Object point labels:
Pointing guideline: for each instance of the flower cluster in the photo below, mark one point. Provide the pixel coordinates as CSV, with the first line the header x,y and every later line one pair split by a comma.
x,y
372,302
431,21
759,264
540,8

* * *

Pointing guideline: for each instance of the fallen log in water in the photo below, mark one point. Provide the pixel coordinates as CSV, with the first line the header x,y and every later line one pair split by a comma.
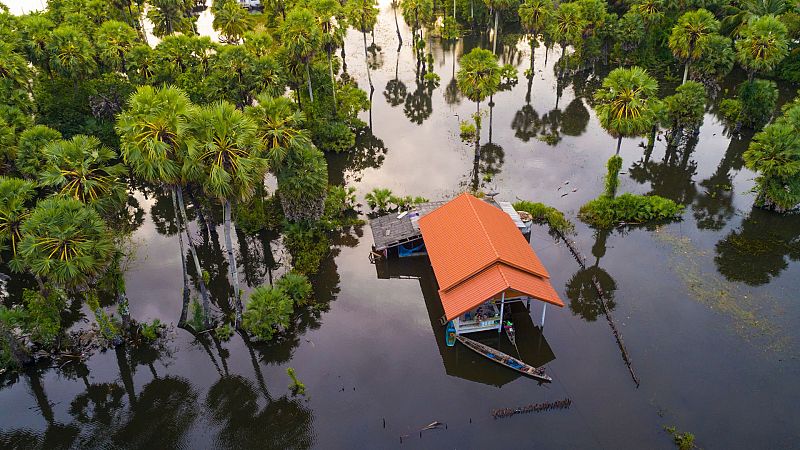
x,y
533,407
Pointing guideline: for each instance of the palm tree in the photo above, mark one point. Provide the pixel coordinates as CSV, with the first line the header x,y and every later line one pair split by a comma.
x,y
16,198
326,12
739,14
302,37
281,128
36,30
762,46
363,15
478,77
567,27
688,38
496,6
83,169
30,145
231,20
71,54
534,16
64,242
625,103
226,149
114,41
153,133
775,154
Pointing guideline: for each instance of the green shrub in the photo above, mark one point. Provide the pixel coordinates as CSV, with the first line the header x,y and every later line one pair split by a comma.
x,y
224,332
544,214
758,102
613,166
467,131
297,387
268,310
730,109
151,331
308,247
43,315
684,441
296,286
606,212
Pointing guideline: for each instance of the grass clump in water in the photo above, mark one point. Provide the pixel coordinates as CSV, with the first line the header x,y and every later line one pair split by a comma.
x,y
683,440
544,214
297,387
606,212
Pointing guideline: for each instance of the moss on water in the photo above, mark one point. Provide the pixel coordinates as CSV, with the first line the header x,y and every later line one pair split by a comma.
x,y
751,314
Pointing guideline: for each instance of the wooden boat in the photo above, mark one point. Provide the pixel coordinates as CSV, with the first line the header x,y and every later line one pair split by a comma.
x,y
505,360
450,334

Request: Collect every line of the records that contains the word "green". Case counts.

Answer to this task:
Pointing guideline: for each instance of the green shrub in the photo above, mark one point. Provide the pixel coordinates as CSV, with the first line the header x,y and every later line one pair split by a comma.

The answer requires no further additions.